DOCUMENT EXCERPT:
Everybody’s Screaming About School Choice—But What If It’s a Cheat Code
We’ve been conditioned to see school choice as betrayal. But with the right game plan, it could be one of the smartest moves Black families make—for ownership, access, and generational legacy
There’s a lot of noise swirling around school choice right now—and too much of it is political. According to the latest federal tax bill, private school tuition may now be subsidized through tax credits granted for donations to scholarship-granting nonprofits. But here’s the catch: states have to opt in to access the funds. And many Democratic-led states—where a large percentage of the nation’s Black children reside—are expected to reject the program. Not because it’s harmful. Just because it came from “the other side.”
Let that sink in.
Black kids could miss out on generational opportunity just so politicians can win a news cycle. That’s not strategy. That’s sacrifice.
But this isn’t about loyalty to a party. It’s about possibility for our people. It’s about what school choice could look like if we designed it for us.
Proof That It Works: The Ohio Blueprint
Take Ohio’s EdChoice Scholarship Program. It provides state-funded tuition support to families whose kids are zoned to underperforming public schools. Translation: it opens private-school doors for students who never had the key.

SHORT TASK 1:
According to the school choice article, what must states do to access the funds provided under the latest federal tax bill?
SHORT TASK 2:
Write the next portion of the school choice article, beginning immediately after its final sentence.

RECORDED DATA:
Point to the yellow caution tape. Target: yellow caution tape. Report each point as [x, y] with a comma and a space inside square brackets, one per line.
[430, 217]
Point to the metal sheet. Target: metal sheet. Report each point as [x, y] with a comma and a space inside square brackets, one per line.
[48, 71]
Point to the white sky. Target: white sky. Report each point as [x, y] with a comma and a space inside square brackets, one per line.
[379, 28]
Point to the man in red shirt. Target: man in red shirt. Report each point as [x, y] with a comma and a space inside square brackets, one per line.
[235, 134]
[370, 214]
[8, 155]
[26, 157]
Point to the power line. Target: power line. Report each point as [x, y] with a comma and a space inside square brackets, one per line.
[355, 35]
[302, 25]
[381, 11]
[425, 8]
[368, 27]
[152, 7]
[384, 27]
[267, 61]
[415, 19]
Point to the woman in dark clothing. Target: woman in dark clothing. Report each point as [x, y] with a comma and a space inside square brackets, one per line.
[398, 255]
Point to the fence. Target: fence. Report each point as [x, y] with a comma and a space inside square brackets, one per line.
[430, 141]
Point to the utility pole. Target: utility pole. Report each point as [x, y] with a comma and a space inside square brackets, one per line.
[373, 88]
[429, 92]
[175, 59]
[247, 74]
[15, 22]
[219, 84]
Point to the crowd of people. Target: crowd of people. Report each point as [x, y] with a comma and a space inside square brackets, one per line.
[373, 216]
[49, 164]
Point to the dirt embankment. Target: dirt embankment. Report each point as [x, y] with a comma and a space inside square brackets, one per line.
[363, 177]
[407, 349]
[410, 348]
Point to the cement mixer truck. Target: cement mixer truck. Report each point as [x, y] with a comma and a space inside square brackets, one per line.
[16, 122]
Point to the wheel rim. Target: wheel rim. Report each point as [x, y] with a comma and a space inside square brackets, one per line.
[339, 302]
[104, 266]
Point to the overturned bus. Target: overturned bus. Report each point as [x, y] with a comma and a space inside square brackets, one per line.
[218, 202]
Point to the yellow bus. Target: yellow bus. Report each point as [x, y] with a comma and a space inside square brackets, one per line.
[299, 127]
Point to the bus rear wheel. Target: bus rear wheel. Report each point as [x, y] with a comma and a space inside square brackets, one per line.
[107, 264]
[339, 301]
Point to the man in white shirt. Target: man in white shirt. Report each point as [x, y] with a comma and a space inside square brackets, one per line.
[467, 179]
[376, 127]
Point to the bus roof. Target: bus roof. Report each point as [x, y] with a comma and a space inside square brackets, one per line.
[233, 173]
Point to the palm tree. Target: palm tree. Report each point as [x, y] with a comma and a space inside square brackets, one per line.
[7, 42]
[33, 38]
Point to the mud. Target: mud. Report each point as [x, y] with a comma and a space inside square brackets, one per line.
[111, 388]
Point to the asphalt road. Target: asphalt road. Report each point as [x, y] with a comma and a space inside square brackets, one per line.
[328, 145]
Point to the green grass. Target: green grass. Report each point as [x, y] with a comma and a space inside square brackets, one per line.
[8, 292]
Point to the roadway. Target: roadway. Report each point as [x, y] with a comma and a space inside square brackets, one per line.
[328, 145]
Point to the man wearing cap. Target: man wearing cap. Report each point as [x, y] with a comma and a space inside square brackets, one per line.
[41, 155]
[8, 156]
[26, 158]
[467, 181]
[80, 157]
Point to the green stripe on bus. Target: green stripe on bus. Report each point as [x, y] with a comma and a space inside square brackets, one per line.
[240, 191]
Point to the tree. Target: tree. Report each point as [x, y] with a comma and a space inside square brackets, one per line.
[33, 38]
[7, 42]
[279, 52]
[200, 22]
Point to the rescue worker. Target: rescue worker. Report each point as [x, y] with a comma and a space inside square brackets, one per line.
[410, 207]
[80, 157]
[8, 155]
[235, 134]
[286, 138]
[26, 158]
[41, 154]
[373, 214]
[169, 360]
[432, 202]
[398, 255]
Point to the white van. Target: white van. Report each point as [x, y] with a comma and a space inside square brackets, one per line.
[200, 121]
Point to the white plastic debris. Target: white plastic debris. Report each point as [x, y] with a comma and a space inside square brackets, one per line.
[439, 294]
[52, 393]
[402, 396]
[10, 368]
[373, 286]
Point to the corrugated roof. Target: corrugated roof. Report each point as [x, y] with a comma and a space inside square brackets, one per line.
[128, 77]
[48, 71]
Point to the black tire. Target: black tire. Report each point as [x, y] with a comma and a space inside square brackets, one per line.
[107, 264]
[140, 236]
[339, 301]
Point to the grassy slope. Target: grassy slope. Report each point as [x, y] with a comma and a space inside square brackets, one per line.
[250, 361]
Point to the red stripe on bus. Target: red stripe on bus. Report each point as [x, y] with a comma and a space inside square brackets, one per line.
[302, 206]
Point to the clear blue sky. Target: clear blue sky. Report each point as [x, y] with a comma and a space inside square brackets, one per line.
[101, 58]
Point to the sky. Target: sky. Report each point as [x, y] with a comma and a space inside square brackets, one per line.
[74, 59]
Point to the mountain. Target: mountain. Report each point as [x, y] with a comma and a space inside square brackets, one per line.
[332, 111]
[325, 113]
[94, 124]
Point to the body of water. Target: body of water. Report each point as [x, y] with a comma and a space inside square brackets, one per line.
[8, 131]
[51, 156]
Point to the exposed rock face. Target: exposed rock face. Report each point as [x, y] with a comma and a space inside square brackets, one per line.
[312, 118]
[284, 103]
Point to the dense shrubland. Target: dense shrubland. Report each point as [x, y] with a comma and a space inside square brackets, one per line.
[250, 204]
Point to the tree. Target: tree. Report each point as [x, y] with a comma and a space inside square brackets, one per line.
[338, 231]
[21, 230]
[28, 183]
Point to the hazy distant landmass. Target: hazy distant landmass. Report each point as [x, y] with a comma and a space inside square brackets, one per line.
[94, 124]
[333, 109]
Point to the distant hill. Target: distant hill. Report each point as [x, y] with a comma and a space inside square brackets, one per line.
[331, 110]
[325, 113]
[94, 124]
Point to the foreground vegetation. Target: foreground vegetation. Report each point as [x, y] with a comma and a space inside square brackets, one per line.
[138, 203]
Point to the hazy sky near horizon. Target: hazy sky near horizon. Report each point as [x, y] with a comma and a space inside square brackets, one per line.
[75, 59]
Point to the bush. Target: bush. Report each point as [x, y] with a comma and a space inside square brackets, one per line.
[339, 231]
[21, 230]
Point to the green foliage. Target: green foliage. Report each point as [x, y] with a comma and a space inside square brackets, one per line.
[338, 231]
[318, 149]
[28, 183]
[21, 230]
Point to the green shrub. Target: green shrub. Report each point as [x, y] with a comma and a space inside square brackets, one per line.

FINAL ANSWER 1:
They must opt in to the program.

FINAL ANSWER 2:
The results? Black students who used the scholarship were 138% more likely to earn a bachelor’s degree than those who stayed in public schools. That’s not small. That’s system-shifting.
Because when a Black student earns that degree, it’s not just personal—it’s generational. That’s legacy. That’s ownership. That’s movement.
Achievement Gap Shrinks Faster in Private Schools
Critics love to ask: “But do private schools really help?” The answer—when done right—is yes.
According to the National Assessment of Educational Progress, the Black–White achievement gap in private schools shrank by 27.5 percentage points between fourth and twelfth grade. In public schools? The gap barely moved.
Smaller classes. More personalized support. More academic freedom. In environments like these, our kids don’t just survive—they thrive.
Let’s Stop Acting Like School Choice Is a Betrayal
In too many corners of our community, school choice still gets treated like code for selling out. For leaving the block. For abandoning the culture.
But who told us that growth meant betrayal?
Not every Black student who attends a predominantly white private school forgets where they came from. Some come back stronger—armed with strategy, resources, and network capital they never had before.
Blackness isn’t fragile. And our culture doesn’t break just because a kid goes to school somewhere different. It expands when we move smart, then reinvest.
We’ve never been a monolith. So why should our educational path be?
Here’s What We Need to Do—As a Community
Let’s be real: school choice is only dangerous when it’s done without us. If we treat it like a tool for liberation—not division—we can rewrite the rules for our children’s future.
1. Control the capital. Create the pipeline. Expand the circle.
We already know the usual suspects: wealthy Black entrepreneurs, entertainers, philanthropists, fraternities, sororities, and churches. And yes—we need them. But we also need to think bigger.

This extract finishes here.